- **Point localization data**
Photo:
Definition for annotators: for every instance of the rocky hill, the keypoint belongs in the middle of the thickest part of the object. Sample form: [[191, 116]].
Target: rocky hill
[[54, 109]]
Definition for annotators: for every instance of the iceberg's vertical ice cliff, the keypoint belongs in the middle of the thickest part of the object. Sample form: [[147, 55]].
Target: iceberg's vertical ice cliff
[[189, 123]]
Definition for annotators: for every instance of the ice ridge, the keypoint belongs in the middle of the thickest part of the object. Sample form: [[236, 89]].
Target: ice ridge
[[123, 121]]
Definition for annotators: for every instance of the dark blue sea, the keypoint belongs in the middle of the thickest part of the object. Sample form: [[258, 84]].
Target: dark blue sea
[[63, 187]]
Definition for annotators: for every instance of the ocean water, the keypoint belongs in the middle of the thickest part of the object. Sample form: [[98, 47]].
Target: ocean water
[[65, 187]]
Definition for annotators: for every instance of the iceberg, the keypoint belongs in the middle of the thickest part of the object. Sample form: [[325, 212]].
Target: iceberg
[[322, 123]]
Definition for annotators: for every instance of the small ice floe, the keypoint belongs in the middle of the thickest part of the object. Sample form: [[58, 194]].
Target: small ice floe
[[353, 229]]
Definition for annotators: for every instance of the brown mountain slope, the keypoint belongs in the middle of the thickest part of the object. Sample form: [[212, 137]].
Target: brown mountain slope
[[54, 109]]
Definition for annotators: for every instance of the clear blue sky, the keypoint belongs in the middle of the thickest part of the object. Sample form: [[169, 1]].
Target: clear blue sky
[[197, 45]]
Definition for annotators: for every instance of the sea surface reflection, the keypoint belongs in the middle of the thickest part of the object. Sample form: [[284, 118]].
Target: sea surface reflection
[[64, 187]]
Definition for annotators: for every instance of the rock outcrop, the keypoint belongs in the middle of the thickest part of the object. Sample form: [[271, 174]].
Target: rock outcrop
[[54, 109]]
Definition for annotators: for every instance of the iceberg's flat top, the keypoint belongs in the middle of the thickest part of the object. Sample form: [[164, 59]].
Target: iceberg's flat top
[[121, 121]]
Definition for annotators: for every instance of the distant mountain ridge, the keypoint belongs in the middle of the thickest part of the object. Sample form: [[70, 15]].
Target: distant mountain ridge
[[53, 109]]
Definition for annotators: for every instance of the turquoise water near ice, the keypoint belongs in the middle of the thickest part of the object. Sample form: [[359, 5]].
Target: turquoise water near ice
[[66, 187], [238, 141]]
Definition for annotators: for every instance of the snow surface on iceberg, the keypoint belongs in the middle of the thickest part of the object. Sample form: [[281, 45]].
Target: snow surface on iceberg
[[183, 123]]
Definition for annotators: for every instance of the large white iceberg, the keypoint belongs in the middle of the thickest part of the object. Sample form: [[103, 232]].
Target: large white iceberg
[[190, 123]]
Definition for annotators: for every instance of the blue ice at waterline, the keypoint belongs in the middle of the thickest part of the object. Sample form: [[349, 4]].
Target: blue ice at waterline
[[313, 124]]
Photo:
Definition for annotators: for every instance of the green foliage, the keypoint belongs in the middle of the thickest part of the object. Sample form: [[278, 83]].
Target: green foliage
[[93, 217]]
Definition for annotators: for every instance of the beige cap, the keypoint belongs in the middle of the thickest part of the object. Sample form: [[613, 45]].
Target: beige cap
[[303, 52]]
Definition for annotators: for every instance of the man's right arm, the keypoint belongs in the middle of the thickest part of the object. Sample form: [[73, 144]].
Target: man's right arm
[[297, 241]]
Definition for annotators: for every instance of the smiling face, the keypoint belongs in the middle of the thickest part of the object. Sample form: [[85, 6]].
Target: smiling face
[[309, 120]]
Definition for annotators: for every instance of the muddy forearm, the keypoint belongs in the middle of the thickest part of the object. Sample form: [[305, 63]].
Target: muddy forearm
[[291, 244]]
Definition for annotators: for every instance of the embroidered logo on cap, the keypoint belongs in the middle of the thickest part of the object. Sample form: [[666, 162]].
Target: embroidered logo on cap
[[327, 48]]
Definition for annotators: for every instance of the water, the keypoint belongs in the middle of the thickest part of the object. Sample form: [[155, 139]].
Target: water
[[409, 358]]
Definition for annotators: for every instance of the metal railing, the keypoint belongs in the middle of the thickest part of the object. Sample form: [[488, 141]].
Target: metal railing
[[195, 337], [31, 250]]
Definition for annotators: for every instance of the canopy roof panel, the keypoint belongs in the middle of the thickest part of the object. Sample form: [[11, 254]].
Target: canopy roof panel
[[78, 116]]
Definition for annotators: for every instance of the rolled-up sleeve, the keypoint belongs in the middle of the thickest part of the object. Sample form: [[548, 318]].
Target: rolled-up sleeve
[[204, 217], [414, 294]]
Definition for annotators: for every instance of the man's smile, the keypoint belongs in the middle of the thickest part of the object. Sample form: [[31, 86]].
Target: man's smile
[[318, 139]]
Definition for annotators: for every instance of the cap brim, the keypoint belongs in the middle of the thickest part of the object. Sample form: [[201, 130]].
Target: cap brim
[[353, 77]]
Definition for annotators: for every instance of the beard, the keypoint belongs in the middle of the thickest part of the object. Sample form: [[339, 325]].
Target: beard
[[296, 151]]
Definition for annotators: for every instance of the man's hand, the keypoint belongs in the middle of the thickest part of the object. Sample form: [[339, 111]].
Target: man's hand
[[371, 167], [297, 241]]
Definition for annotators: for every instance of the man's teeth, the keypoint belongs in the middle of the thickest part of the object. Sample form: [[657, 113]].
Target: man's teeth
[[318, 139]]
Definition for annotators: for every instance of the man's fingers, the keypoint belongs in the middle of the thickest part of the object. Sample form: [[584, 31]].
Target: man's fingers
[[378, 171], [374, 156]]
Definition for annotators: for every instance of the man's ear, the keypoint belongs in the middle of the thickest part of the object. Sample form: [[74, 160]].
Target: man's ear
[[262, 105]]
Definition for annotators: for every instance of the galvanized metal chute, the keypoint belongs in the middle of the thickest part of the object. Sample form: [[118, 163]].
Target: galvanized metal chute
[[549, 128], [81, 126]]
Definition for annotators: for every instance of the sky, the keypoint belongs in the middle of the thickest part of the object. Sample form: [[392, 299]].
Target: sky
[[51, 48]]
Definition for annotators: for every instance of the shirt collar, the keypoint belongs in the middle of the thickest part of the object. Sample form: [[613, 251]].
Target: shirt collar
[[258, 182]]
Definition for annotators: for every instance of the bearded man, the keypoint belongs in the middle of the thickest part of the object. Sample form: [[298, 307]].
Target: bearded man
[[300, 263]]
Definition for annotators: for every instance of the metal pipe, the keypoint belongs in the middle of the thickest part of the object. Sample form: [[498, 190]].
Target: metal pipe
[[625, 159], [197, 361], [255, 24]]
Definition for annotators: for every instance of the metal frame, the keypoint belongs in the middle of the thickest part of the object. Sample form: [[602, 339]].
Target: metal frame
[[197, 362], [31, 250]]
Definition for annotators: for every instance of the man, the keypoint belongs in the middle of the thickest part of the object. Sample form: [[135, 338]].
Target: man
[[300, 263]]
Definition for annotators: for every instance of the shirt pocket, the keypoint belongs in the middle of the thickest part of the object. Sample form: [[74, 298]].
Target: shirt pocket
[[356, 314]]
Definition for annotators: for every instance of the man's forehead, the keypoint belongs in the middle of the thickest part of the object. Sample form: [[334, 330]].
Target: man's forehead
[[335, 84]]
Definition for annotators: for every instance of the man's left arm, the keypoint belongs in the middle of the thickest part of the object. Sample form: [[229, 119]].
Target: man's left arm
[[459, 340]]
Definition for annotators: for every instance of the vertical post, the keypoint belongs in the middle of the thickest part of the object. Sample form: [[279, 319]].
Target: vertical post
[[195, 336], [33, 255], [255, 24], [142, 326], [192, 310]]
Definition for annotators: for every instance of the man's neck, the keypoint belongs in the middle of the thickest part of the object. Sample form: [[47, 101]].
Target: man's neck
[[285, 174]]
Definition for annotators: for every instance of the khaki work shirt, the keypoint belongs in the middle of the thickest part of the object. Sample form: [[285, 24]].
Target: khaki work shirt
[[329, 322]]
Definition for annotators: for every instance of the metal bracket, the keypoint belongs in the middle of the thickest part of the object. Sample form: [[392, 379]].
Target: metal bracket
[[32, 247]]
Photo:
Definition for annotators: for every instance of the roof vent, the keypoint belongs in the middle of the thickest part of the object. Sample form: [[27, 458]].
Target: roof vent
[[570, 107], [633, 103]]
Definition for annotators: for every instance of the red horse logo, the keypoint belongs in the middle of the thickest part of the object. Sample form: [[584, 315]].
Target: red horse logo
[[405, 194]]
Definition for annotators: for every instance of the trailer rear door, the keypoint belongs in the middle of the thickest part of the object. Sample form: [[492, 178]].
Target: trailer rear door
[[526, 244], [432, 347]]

- **Work to be completed**
What do the lines above say from the one containing "Definition for annotators: for every instance of the bearded" down to the one containing "form: [[498, 190]]."? Return them exactly, both end lines included, and only them.

- **Answer box**
Definition for annotators: for every instance of the bearded man, the keypoint belongs in the middle of the thickest part of the object. Sample form: [[298, 307]].
Target: bearded man
[[300, 263]]
Definition for annotators: for every instance of the metal pipe, the keypoint belongs in the middle of the thickest part of the object. Sample form: [[498, 190]].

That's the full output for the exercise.